=== CHALLENGES ===
A – Answer these questions from the UAM text:
(i) To whom and to which work is the opening quotation attributed?
(ii) In what year did the Paris expedition coincide with the exhibition?
(iii) Which institution devoted the exhibition to the UAM?
B – Reproduce verbatim the passage of the UAM text starting with "25 annés UAM: a" and going on through "of the avant-garde.".
╭─ TEXT
25 annés UAM: a visual narrative of French Modernism

“When a man is too curious concerning what went on in past ages, he is apt to remain ignorant of what is taking place in his own day.”

René Descartes, Discourse on the Method


In 2018, one of my regular book and exhibition expeditions to Paris coincided with a stunning exhibition that the Centre Pompidou devoted to the UAM (Union des Artistes Modernes – union of modern artists) – one of the most underestimated artistic movements of the 20th century yet one of the widest-reaching movements in the history of 20th centry art that helped to make Paris a world capital of the avant-garde.
╰─
╭─ EXCERPTED RECORDS
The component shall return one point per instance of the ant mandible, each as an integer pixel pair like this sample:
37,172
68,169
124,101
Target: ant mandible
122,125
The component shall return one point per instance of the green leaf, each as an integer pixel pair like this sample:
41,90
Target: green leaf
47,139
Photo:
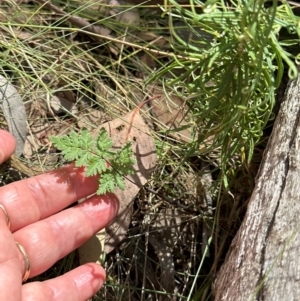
╰─
=== EXPECTED RESPONSES ===
A –
(i) René Descartes, Discourse on the Method
(ii) 2018
(iii) The Centre Pompidou

B –
25 annés UAM: a visual narrative of French Modernism

“When a man is too curious concerning what went on in past ages, he is apt to remain ignorant of what is taking place in his own day.”

René Descartes, Discourse on the Method


In 2018, one of my regular book and exhibition expeditions to Paris coincided with a stunning exhibition that the Centre Pompidou devoted to the UAM (Union des Artistes Modernes – union of modern artists) – one of the most underestimated artistic movements of the 20th century yet one of the widest-reaching movements in the history of 20th centry art that helped to make Paris a world capital of the avant-garde.